* _Extract to read_:
Personal information
- Full name: William Tonji N'Gounou
- Date of birth: 31 July 1983 (age 43)
- Place of birth: Niamey, Niger
- Height: 1.78 m (5 ft 10 in)
- Position: Striker

Senior career*
- Years: Team / Apps / (Gls)
- 2000–2003: Kadji Sports Academy
- 2004–2007: AS FAN
- 2008–2010: FC Rosengård / 53 / (18)
- 2011–2012: IF Limhamn Bunkeflo / 29 / (6)
- 2013: KSF Prespa Birlik / 20 / (7)
- Total:  / 102 / (31)

International career
- 2011–2013: Niger / 17 / (2)

= William N'Gounou =

Nigerien footballer

William Tonji N'Gounou (born 31 July 1983) is a Nigerien retired footballer who played as a striker.

* _Exercise details_: Extend the article on footballer William N'Gounou, starting right after its last sentence.

* _Data under study_:
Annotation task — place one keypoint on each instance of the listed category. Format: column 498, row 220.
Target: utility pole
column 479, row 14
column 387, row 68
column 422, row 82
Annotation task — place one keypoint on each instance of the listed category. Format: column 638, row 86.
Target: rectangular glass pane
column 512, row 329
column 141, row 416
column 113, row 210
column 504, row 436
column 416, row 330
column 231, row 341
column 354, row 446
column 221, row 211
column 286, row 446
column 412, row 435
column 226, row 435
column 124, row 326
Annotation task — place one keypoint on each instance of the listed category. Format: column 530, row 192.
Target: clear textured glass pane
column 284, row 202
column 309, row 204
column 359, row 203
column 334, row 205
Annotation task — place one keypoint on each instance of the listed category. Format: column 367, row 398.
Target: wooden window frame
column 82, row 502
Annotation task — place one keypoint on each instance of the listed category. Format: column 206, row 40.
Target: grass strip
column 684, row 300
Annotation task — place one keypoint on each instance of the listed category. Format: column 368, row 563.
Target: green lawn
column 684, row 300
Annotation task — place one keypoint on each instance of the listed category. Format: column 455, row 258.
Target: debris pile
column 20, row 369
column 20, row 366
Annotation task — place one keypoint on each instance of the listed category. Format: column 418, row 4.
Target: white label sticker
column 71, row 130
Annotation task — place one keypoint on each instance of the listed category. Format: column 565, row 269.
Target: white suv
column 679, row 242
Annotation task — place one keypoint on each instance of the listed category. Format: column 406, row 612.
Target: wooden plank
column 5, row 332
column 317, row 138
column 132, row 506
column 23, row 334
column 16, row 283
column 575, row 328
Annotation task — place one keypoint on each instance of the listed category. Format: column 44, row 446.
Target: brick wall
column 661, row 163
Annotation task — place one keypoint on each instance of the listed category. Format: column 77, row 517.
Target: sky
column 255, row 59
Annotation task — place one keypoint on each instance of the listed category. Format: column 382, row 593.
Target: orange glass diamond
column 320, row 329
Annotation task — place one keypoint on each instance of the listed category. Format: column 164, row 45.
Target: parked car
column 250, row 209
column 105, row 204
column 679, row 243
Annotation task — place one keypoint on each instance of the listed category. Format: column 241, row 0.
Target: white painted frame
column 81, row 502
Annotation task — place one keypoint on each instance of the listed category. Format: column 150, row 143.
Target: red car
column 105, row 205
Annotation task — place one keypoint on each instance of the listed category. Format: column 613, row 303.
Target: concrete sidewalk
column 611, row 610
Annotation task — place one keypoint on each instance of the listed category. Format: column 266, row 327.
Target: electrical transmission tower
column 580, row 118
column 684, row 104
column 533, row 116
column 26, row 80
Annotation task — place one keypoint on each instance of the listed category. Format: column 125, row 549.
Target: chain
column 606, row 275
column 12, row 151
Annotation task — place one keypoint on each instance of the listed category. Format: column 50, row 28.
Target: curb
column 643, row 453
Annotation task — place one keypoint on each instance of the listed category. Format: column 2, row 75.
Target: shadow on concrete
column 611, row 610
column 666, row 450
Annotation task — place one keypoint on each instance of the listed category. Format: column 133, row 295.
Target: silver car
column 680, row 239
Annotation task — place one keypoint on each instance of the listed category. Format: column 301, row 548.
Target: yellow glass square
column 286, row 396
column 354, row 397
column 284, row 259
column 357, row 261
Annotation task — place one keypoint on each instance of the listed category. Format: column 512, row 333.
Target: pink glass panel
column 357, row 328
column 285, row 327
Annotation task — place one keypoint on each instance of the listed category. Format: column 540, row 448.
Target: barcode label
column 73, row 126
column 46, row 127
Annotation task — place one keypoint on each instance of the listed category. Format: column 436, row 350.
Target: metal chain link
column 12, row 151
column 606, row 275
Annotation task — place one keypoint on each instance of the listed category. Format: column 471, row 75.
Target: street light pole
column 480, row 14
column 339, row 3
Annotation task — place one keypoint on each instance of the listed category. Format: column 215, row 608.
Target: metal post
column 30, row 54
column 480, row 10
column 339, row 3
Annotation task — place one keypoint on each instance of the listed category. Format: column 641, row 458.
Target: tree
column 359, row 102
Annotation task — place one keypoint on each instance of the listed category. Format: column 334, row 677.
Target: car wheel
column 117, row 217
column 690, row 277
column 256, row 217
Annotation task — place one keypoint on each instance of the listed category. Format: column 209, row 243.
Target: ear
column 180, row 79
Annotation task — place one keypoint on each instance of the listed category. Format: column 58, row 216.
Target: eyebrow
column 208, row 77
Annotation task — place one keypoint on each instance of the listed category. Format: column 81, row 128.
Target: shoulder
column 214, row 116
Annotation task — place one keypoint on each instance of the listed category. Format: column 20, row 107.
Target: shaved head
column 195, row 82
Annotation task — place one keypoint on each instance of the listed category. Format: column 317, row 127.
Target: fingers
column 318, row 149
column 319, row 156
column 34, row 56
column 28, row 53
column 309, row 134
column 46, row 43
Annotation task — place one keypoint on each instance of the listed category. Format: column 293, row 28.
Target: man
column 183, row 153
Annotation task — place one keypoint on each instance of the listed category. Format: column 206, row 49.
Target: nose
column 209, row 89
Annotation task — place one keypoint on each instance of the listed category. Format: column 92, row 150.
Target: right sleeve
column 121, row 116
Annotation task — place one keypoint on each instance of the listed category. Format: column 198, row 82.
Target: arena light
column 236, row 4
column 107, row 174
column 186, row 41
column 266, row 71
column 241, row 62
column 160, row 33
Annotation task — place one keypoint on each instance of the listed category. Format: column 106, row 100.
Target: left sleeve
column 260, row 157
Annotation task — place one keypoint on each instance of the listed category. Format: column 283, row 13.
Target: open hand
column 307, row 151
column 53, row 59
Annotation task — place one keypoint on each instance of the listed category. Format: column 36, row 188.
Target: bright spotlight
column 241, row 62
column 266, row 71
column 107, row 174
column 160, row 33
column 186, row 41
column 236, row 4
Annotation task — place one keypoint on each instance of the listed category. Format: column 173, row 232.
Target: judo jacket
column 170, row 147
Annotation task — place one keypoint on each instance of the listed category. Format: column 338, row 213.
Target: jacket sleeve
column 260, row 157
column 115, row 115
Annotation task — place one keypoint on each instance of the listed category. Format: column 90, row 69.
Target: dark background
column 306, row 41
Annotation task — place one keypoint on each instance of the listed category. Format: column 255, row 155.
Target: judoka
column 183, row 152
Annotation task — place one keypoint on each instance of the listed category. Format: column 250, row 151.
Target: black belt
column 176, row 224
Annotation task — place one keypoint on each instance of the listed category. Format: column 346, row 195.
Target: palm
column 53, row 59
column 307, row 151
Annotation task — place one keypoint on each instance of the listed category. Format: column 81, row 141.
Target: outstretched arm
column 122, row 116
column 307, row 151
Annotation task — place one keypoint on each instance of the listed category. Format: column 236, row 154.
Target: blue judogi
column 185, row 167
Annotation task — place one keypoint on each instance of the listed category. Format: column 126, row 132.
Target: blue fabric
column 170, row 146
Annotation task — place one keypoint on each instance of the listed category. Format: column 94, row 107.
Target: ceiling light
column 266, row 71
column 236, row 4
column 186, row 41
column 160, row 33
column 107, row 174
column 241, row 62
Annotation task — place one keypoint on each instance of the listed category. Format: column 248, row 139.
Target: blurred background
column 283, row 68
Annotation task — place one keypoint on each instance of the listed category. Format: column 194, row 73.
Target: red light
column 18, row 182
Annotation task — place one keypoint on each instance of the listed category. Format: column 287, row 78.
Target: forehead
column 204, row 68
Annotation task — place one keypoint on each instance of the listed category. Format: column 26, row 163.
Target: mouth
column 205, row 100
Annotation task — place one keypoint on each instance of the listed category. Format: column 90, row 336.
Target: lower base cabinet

* _Output below_:
==Club career==
N'Gounou played for Kadji Sports Academy, AS FAN, FC Rosengård, IF Limhamn Bunkeflo and KSF Prespa Birlik.

==International career==
He made his international debut for Niger in 2011, and appeared for them in FIFA World Cup qualification matches.

He was selected for the 2012 Africa Cup of Nations, scoring Niger's first ever and to date, only, goal in tournament history versus Tunisia in 1–2 loss.

==Career statistics==
===International===

Appearances and goals by national team and year
| National team | Year | Apps | Goals |
| Niger | 2011 | 8 | 1 |
| 2012 | 8 | 1 |
| 2013 | 1 | 0 |
| Total |  | 17 | 2 |

Scores and results list Niger's goal tally first, score column indicates score after each N'Gounou goal.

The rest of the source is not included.